→ **EXERCISE AIM**: How many lines in the records below contain the string "sepal", counting only matches with the same case? Reply with the number alone.

####

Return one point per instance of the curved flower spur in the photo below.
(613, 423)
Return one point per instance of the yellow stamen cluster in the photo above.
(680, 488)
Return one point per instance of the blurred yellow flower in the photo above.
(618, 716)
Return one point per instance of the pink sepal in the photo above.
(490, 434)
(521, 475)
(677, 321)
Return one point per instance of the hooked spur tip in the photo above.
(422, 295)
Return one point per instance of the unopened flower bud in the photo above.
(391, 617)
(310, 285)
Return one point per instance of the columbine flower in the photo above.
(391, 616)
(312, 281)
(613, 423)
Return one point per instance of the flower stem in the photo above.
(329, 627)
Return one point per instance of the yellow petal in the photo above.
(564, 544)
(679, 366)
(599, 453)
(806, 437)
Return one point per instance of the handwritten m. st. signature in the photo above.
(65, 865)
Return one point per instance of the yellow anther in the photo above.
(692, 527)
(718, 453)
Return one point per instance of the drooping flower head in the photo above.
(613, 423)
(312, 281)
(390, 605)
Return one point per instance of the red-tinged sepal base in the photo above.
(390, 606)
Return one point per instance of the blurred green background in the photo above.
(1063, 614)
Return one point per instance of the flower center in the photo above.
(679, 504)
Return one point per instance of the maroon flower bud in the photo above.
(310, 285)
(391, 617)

####

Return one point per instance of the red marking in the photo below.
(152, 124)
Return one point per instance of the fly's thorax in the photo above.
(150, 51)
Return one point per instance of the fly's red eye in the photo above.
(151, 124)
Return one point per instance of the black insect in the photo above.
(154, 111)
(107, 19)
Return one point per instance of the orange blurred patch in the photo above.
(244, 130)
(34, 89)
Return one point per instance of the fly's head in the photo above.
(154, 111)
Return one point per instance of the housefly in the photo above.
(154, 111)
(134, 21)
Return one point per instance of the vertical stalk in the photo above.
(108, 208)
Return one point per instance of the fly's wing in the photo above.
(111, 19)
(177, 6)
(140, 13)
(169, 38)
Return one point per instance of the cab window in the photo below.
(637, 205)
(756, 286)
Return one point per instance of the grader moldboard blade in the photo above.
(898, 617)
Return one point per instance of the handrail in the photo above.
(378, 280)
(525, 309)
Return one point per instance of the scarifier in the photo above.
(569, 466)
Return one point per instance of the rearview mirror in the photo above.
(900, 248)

####

→ **EXERCISE SOLUTION**: 2